Written request: Show each line in the rows below that contains the word "noun".

Given data:
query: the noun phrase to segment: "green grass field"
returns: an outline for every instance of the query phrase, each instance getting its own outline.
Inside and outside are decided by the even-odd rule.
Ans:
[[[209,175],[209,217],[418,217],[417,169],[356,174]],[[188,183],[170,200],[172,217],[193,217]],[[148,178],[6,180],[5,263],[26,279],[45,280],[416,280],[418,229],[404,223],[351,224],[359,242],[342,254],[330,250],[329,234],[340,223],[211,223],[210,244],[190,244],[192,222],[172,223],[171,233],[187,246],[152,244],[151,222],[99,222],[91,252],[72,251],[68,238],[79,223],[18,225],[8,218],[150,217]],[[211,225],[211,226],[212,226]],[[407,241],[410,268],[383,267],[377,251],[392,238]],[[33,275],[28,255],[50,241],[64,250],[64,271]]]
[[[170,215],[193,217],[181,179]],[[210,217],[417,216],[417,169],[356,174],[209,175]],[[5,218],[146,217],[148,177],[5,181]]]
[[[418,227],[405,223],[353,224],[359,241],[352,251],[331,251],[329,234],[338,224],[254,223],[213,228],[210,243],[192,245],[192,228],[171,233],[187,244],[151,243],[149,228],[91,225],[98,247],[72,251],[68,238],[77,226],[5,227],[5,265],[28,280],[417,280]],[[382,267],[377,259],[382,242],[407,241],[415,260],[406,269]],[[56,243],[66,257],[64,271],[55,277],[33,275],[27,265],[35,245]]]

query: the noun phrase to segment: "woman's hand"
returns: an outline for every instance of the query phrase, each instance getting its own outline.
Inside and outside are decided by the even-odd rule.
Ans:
* * *
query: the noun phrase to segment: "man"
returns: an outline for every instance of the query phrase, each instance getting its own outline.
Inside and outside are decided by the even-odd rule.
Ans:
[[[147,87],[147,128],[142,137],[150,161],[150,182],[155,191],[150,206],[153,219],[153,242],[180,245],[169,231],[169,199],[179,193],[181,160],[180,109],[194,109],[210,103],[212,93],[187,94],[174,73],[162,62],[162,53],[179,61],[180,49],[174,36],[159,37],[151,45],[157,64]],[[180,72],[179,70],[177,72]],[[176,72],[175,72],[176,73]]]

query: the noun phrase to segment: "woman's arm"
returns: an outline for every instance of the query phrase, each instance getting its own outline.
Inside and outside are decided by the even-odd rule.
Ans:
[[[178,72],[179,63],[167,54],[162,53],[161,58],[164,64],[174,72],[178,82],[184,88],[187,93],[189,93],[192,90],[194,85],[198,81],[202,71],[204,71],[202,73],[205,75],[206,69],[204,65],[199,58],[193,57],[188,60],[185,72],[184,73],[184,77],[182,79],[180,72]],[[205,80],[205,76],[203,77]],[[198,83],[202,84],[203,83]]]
...
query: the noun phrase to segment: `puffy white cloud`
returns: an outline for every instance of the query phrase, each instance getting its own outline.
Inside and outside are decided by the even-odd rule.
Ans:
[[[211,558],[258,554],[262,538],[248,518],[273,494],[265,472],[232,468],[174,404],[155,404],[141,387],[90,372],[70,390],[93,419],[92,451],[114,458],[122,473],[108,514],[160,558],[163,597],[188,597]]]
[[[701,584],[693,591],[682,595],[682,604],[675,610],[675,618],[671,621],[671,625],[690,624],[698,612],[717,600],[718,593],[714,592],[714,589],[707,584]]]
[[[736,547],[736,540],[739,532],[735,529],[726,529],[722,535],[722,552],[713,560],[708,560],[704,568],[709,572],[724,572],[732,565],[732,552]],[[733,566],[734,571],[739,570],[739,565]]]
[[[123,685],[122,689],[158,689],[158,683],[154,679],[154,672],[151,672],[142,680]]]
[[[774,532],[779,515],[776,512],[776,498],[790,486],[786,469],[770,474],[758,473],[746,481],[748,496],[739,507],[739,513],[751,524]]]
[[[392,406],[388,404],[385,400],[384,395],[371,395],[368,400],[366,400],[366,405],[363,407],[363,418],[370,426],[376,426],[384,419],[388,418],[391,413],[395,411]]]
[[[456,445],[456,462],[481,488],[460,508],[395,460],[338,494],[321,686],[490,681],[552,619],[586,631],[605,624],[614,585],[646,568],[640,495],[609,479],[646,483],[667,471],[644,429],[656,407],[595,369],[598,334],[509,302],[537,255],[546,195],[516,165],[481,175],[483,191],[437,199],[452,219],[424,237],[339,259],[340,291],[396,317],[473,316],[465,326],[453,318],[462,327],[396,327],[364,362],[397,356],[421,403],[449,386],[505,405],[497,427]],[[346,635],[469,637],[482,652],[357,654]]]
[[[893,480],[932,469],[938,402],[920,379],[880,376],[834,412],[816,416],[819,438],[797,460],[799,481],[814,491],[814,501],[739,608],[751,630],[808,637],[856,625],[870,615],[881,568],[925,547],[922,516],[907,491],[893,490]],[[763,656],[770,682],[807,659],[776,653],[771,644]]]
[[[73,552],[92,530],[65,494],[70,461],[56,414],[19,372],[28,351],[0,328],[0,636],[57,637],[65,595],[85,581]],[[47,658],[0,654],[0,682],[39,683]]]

Exercise response:
query: the noun phrase to segment: "green grass field"
query: the noun phrase to segment: "woman's hand"
query: the noun phrase to segment: "man"
query: the noun phrase to segment: "woman's arm"
query: the noun phrase to segment: `puffy white cloud`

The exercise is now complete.